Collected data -
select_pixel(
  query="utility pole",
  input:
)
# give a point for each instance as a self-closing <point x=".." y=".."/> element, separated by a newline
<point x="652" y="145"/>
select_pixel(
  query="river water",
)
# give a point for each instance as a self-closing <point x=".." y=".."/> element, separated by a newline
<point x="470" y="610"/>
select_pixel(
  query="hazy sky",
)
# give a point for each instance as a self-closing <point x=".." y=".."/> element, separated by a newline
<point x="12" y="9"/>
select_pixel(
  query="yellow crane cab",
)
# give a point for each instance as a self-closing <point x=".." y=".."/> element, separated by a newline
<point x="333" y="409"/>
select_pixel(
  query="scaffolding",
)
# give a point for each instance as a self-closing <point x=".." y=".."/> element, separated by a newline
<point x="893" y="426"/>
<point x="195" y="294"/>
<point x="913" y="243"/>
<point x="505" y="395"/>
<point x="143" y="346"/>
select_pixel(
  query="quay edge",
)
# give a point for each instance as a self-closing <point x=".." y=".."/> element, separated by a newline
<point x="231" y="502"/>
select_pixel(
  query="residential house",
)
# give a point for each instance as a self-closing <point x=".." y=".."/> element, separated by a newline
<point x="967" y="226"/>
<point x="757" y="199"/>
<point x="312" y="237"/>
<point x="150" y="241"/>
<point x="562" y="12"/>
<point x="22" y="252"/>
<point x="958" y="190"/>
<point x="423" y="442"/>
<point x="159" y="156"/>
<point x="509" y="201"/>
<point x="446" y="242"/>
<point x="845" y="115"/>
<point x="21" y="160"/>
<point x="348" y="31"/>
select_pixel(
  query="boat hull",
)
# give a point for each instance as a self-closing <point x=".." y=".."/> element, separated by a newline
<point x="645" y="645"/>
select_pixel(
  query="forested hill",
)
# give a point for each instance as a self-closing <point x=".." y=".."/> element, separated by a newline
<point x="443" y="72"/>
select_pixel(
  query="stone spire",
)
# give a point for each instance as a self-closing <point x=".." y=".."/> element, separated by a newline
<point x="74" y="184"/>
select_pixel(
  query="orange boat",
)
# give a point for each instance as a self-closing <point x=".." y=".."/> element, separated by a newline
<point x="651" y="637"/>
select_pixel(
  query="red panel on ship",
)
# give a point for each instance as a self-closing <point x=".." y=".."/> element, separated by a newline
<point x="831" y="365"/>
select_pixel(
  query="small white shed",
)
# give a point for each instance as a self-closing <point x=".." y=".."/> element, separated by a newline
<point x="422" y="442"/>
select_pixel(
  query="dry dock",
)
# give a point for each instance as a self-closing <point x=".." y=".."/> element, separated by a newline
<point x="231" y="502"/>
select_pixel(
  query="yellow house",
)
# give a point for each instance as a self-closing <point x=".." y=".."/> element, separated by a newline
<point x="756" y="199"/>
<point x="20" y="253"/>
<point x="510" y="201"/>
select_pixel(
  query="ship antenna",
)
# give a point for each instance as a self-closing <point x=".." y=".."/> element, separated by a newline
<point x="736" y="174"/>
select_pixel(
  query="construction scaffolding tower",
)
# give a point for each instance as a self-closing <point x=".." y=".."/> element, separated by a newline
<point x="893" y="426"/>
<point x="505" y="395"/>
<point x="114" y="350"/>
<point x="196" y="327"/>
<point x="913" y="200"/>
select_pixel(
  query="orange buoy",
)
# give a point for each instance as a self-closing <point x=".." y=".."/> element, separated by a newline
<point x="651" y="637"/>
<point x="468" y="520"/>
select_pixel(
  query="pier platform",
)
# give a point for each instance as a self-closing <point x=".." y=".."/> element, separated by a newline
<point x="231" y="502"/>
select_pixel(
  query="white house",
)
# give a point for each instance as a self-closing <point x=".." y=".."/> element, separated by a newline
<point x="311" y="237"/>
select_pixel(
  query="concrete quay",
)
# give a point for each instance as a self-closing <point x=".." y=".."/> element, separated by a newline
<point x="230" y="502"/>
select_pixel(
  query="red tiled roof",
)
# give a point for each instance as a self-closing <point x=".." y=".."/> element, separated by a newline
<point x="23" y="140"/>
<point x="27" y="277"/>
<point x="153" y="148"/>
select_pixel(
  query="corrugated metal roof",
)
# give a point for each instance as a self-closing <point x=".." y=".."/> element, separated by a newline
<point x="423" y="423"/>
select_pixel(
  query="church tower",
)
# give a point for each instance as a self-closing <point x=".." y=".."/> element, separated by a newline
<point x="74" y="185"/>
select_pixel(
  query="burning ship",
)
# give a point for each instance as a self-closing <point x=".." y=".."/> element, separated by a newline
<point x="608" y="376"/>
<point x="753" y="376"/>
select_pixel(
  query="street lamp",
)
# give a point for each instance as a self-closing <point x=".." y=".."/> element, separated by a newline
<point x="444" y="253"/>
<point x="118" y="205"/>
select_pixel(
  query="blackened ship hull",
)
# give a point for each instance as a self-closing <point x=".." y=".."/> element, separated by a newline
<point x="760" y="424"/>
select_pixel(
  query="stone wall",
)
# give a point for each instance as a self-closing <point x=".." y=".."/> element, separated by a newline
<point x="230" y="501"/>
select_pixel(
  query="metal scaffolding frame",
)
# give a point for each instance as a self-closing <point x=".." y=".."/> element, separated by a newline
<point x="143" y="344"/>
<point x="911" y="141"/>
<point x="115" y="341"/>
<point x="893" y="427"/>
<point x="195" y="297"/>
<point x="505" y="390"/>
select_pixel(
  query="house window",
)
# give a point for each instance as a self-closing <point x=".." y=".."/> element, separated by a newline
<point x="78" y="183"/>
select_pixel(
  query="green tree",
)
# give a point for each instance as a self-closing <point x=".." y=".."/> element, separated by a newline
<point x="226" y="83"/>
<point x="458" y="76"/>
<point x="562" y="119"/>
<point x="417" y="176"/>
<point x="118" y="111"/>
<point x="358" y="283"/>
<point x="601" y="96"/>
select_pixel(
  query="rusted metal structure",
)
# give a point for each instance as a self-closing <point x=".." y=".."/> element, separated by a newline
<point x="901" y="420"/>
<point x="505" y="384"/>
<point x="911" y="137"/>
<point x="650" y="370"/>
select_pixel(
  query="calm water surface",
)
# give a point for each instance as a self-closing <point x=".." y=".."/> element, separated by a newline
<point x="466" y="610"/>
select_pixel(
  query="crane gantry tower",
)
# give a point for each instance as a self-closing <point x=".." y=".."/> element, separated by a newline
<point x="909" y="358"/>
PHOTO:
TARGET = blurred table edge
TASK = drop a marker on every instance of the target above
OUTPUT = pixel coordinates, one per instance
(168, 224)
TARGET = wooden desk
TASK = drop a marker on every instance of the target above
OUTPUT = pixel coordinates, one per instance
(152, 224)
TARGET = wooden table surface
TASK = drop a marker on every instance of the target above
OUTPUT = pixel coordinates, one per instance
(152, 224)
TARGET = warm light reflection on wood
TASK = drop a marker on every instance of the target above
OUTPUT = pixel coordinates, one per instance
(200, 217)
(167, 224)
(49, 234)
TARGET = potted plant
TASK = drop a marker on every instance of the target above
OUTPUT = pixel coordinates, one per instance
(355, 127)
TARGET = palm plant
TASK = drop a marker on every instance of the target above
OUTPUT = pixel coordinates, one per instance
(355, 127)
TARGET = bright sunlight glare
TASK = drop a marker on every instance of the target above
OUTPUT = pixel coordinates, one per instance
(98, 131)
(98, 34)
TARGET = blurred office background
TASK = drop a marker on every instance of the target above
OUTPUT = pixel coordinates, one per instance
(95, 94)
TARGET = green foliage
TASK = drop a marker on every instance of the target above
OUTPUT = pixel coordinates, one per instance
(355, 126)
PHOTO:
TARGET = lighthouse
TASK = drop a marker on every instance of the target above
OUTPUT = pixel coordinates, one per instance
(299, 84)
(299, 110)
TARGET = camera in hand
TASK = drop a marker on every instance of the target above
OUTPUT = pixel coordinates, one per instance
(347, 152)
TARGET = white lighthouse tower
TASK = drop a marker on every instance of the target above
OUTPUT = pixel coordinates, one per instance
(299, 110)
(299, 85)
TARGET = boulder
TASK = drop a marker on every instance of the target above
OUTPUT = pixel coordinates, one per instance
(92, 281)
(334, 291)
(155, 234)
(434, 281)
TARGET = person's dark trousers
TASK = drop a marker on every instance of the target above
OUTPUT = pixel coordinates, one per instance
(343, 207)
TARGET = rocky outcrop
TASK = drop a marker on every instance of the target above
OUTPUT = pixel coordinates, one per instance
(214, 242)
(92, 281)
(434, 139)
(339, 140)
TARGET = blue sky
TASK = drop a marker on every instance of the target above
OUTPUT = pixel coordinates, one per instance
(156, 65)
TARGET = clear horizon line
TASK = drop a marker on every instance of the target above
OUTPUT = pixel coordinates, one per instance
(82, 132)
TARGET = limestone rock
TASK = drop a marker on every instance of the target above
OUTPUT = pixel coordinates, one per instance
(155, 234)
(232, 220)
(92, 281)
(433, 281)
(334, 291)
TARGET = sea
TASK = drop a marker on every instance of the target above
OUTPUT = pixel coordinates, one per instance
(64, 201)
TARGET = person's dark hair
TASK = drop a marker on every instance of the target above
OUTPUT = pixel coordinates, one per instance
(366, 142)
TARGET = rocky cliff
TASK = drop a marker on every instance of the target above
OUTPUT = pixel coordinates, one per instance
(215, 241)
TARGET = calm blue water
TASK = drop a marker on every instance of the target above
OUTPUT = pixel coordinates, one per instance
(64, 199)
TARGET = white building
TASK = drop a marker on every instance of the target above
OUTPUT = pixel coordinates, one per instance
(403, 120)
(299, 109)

What you have to do -
Work out how many lines in this data contain "orange". Only that number should be given.

Response area -
2